JOBS —
1. Answer these questions about the forum thread on indentation and block delimiters:
(a) How many spaces per indentation level does one poster use in Python?
(b) Which current HTML version is named after the mention of XHTML being abandoned?
(c) In the proposed LaTeX variant, which escape sequence stands for a backslash in the content?
2. Carry on the forum thread about indentation and curly-brace block delimiters, picking up after its final post.

SELECTED EXTRACT —
——
There are many of us who quite like the way Python takes into account the identation to separate blocks.
I think it's an elegant way to use identation, which everyone should do in any program, to get rid of annoying curly braces.
Anyway, there is no need to criticize Python to justify not using it. Almost anyone can decide whether to go into Python programming or decide to go into something else.
There are many of us who quite like the way Python takes into account the identation to separate blocks.
I think it's an elegant way to use identation, which everyone should do in any program, to get rid of annoying curly braces.
I use indentation to give the source some structure, but just a few spaces per block/step. Too many spaces would make the source harder to manage, at least for me. And I try to avoid tabs. If you write some complex code and use large indentations you would need an extra wide monitor or two to be able to see what you're doing - very unergonomic. However, I like curly braces and I will keep using them. This is the result of my personal experience of learning many (not just a few) programming languages over the years.
There are many of us who quite like the way Python takes into account the identation to separate blocks.
I think it's an elegant way to use identation, which everyone should do in any program, to get rid of annoying curly braces.
I use indentation to give the source some structure, but just a few spaces per block/step. Too many spaces would make the source harder to manage, at least for me. And I try to avoid tabs. If you write some complex code and use large indentations you would need an extra wide monitor or two to be able to see what you're doing - very unergonomic. However, I like curly braces and I will keep using them. This is the result of my personal experience of learning many (not just a few) programming languages over the years.
If you're getting too deep with indentation you probably should be creating more functions and calling them instead.
ALL my code is 1-2 levels deep in a function max, regardless of language. As complicated as it gets is a switch wrapped in a loop for a state machine and those are slowly moving into dispatch / function pointer tables.
Let's go on a bit of a tangent, then, related to blocks delimiters. (Python and Makefiles use indentation and not delimiters; and Makefiles' one is even more annoying, because it does distinguish between tab and space as the first character in indentation. I avoid that mess by using four spaces per indentation level in Python, and only a single tab in Makefiles.)
It seems that those who dislike indentation, prefer braces AKA curly brackets, { and } as the block delimiters. These are used in many languages (C, C++, Java, Javascript, Awk, CSS, Tex/LaTeX/MathJax) which makes them familiar to many. Are there any better suggestions?
Some languages (note I'm using 'languages' as the superset of 'programming languages', 'domain-specific languages', and 'markup languages' here) use different delimiters. The most different being the way XML has each block start paired with a corresponding end block, <tag ... >...</tag>; and later versions of Fortran's do/for/while/etc. paired with an end with an optional block type (i.e.end do,end for, etc.) The XML one has proven problematic for humans (especially since things like <a>...[/url] are typical human "errors"), leading to abandonment of XHTML in current HTML version, HTML5.
I've mentioned before in other threads that I myself like a variant of LaTeX, but with escape sequences that ensure the block structure characters do not occur anywhere else in the stream. For example, if { begins a block, | separates sibling blocks, } ends a block, and \ precedes an escape sequence, I'd prefer \/, \(, \), and \! to escape \ { } | in the content, correspondingly. It may not be a good idea for a programming language, because code must be maintainable and therefore easy for humans to understand at a glance; but for markup languages, it beats the shit out of XML and others in parser speed, efficiency, and possibilities (which include parsing the stream backwards), with just a couple of characters worth of buffering either way.
——
RECORD EXCERPTS —
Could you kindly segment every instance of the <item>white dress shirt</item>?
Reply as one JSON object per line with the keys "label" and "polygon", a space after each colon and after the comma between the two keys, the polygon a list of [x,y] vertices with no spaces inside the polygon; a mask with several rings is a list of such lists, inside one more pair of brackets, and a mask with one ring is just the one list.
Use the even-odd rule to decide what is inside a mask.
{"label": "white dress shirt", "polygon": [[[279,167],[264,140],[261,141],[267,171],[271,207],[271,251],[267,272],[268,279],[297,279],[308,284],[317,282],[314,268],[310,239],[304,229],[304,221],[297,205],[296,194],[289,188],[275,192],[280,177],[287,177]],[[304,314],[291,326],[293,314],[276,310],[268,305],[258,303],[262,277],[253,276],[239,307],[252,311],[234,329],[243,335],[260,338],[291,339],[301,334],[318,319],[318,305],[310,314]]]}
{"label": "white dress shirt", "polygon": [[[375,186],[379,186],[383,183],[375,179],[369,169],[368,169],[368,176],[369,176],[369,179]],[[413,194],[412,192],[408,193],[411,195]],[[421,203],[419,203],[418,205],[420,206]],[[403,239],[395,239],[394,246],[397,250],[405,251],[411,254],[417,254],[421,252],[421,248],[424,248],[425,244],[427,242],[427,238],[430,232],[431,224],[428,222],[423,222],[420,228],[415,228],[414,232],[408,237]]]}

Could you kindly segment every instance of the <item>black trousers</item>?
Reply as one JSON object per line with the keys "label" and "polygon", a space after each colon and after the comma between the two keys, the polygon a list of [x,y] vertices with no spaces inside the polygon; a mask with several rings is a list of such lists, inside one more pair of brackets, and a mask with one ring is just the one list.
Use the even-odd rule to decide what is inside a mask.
——
FINAL ANSWERS —
1.
(a) Four spaces per indentation level.
(b) HTML5.
(c) \/

2.
It is also notable that both ASCII and Unicode include dedicated control characters (and dedicated control glyphs in Unicode, in addition to the ASCII ones). Should we at some point switch from plain ASCII source code formats, into structured formats where the editor displays the code in whatever format the programmer wants – be that whitespace-indented or brace delimited or something more funky – and just uses a markup language underneath?
Interesting. I actually wrote a programming language inside Microsoft Word a few years back for document automation using VSTO. That was fully structured without ASCII and used nested document placeholders with expressions and a relatively powerful scheme-like meta-language. This was entirely processed server-side to generate PDFs for printing and mail outs for large financial companies. It allowed "normal users" to write documents programmatically. This was an extremely well received bit of tech that pushed the company into the market leading position overnight.
If you're getting too deep with indentation you probably should be creating more functions and calling them instead.
ALL my code is 1-2 levels deep in a function max, regardless of language. As complicated as it gets is a switch wrapped in a loop for a state machine and those are slowly moving into dispatch / function pointer tables.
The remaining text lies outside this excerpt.